# Your goal
Only reproduce the lines from the line containing "target | bar stool" onward, exactly, through the final line of the data below.

# Listed entries
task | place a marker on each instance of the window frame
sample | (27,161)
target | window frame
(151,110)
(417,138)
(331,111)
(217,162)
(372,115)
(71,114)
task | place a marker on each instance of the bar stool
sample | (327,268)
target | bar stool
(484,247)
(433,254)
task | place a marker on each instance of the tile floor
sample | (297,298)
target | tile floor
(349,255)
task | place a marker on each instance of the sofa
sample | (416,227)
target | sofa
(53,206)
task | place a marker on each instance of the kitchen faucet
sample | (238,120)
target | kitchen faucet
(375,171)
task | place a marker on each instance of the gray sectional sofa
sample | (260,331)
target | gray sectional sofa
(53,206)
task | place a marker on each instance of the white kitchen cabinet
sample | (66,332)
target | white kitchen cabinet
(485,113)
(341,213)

# Exercise solution
target | bar stool
(484,247)
(433,254)
task | place a marker on each instance of the tile floor
sample | (297,298)
target | tile floor
(349,255)
task | place a marker on each instance of the sofa
sample | (416,227)
target | sofa
(53,206)
task | place a marker on each instance of the kitchen faucet
sample | (238,120)
target | kitchen faucet
(375,171)
task | place a marker on each instance of the gray sectional sofa
sample | (260,331)
target | gray sectional sofa
(53,206)
task | place a marker on each instance of the white kitchen cabinet
sample | (66,332)
target | white kitchen cabinet
(485,113)
(341,213)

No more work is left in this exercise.